**EXERCISE DATA:**
....................

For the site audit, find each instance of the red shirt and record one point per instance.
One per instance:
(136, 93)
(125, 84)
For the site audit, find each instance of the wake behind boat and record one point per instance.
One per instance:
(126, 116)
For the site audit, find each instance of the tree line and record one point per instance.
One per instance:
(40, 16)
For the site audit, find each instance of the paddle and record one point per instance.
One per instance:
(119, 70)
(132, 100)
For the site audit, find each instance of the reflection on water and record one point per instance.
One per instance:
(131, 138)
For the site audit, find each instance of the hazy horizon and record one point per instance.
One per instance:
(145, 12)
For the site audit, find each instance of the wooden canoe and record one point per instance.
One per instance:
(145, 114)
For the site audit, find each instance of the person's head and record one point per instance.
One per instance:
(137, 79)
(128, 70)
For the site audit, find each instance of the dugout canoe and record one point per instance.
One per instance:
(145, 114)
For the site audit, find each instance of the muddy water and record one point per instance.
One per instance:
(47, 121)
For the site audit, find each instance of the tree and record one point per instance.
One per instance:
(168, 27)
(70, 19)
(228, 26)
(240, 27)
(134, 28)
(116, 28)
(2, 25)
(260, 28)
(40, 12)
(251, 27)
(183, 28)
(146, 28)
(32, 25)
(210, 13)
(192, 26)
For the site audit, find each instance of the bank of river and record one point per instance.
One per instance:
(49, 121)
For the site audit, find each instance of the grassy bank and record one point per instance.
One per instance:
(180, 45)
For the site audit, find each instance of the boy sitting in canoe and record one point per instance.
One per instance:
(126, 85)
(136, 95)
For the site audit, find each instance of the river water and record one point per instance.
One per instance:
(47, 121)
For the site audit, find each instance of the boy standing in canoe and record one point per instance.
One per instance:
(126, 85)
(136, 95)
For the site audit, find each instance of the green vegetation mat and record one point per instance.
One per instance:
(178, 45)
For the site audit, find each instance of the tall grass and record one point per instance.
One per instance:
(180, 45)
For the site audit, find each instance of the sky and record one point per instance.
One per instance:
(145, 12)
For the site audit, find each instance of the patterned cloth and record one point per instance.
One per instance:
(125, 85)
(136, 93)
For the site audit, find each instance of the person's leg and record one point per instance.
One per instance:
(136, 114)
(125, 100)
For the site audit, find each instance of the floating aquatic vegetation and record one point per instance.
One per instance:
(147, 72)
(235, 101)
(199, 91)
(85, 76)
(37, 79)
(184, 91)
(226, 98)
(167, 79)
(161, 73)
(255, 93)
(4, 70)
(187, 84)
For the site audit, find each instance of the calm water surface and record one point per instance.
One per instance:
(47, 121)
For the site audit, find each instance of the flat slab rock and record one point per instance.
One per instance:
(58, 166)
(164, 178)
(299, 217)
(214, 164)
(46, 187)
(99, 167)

....................

**WHAT THIS TASK INVOLVES:**
Set down the material above again, word for word.

**REPLY TO THE EXERCISE:**
For the site audit, find each instance of the red shirt and record one point per instance.
One per instance:
(136, 93)
(125, 84)
For the site audit, find each instance of the wake behind boat and record one point per instance.
One per instance:
(126, 116)
For the site audit, find each instance of the tree line and record one point per instance.
One per instance:
(40, 16)
For the site audit, find each instance of the paddle and record one point per instance.
One per instance:
(119, 70)
(132, 100)
For the site audit, find each instance of the reflection on water and record one point per instance.
One per instance:
(131, 138)
For the site audit, find each instance of the hazy horizon and record one point per instance.
One per instance:
(145, 12)
For the site audit, find each instance of the wooden canoe and record one point per instance.
One per instance:
(145, 114)
For the site audit, find each instance of the person's head and record one point per instance.
One per instance:
(137, 79)
(128, 70)
For the site audit, find each instance of the dugout canoe and record one point per instance.
One per instance:
(145, 114)
For the site audit, find each instance of the muddy water and record one point per instance.
One per instance:
(47, 121)
For the site audit, find each instance of the tree and record one point per instance.
One per instance:
(168, 27)
(70, 19)
(228, 26)
(240, 27)
(134, 28)
(116, 28)
(2, 25)
(260, 28)
(40, 12)
(251, 27)
(183, 28)
(146, 28)
(32, 25)
(210, 13)
(192, 26)
For the site audit, find each instance of the bank of river and record one point per instance.
One per instance:
(49, 121)
For the site audit, find each instance of the grassy bank and record one point per instance.
One per instance:
(180, 45)
For the site audit, find each instance of the boy sitting in canoe and record one point per instance.
One per instance:
(126, 85)
(136, 95)
For the site audit, find each instance of the river water and record one point per instance.
One per instance:
(47, 121)
For the site audit, find each instance of the boy standing in canoe and record one point per instance.
One per instance:
(126, 85)
(136, 95)
For the site audit, find each instance of the green vegetation mat and record one point per instance.
One per instance:
(178, 45)
For the site audit, find each instance of the tall grass and record one point per instance.
One per instance:
(180, 45)
For the site audit, find each instance of the sky and record one point per instance.
One per instance:
(145, 12)
For the site audit, find each instance of the patterned cloth and record one point per instance.
One per instance:
(125, 85)
(136, 93)
For the site audit, find each instance of the person's leg and record one point per instance.
One per instance:
(136, 114)
(125, 100)
For the site audit, find each instance of the floating aquatic vegetation and record one point per instance.
One per instance:
(147, 72)
(235, 101)
(199, 91)
(85, 76)
(37, 79)
(184, 91)
(226, 98)
(167, 79)
(161, 73)
(255, 93)
(4, 70)
(187, 84)
For the site audit, find each instance of the calm water surface and record one point per instance.
One per instance:
(47, 121)
For the site audit, find each instance of the flat slab rock and record one point per instance.
One per instance:
(58, 166)
(164, 178)
(299, 217)
(214, 164)
(46, 187)
(99, 167)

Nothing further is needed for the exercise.